::: INPUT DATA

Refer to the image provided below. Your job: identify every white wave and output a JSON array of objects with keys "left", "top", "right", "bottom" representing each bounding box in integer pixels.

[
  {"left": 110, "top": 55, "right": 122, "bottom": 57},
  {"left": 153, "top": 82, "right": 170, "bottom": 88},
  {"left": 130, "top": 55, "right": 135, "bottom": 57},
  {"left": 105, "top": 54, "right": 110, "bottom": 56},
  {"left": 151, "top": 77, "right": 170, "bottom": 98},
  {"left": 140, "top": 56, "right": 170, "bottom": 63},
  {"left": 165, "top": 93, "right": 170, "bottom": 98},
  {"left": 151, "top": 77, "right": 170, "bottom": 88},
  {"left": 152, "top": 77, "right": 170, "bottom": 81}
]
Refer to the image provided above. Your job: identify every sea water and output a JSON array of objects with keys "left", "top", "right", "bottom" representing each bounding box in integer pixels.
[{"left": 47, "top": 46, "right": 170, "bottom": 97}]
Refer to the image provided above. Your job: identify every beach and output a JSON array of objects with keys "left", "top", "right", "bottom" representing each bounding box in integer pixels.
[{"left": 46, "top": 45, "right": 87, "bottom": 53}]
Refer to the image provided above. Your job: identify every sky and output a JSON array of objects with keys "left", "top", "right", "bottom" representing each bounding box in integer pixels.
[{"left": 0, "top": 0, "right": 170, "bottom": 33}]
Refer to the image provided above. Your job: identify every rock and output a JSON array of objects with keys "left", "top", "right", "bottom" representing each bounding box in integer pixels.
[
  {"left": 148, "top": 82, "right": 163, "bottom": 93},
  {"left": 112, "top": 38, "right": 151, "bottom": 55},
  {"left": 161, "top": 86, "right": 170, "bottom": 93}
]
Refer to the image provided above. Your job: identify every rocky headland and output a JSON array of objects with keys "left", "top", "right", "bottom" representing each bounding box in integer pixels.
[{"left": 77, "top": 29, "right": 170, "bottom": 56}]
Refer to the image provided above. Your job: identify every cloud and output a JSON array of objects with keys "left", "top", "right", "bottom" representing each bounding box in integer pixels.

::::::

- TRY IT -
All of the material above needs repeating. Keep it exact.

- TASK RESULT -
Refer to the image provided below. Your job: identify every white wave and output a JSON array of objects with keys "left", "top", "right", "bottom" representing each bounding box in integer pixels.

[
  {"left": 110, "top": 55, "right": 122, "bottom": 57},
  {"left": 153, "top": 82, "right": 170, "bottom": 88},
  {"left": 130, "top": 55, "right": 135, "bottom": 57},
  {"left": 105, "top": 54, "right": 110, "bottom": 56},
  {"left": 151, "top": 77, "right": 170, "bottom": 98},
  {"left": 140, "top": 56, "right": 170, "bottom": 63},
  {"left": 165, "top": 93, "right": 170, "bottom": 98},
  {"left": 151, "top": 77, "right": 170, "bottom": 88},
  {"left": 152, "top": 77, "right": 170, "bottom": 81}
]
Refer to the image provided above. Your job: identify every sea water and output a JSON array of objects with keys "left", "top", "right", "bottom" representing each bounding box in integer pixels.
[{"left": 47, "top": 46, "right": 170, "bottom": 97}]
Refer to the image provided above. Your job: identify every beach and output a JSON array of objects with keys "left", "top", "right", "bottom" representing each bounding box in integer pixels.
[{"left": 46, "top": 45, "right": 87, "bottom": 53}]
Refer to the image provided above. Your job: identify every sky and output a JSON array of objects with keys "left", "top", "right", "bottom" representing each bounding box in integer pixels.
[{"left": 0, "top": 0, "right": 170, "bottom": 33}]
Refer to the image provided above. Your job: identify every rock and output a JSON array of objects with keys "left", "top", "right", "bottom" representing each bounding box in integer pixels.
[
  {"left": 148, "top": 82, "right": 163, "bottom": 93},
  {"left": 112, "top": 38, "right": 151, "bottom": 55},
  {"left": 161, "top": 86, "right": 170, "bottom": 93}
]
Refer to the image provided above. Your job: identify every rocky headland and output a JSON array of objects with keys "left", "top", "right", "bottom" representing each bounding box in integer pixels.
[{"left": 77, "top": 29, "right": 170, "bottom": 56}]
Refer to the image provided above. Your job: identify every cloud and output a JSON array of objects with keys "left", "top", "right", "bottom" representing each bounding box in integer pixels.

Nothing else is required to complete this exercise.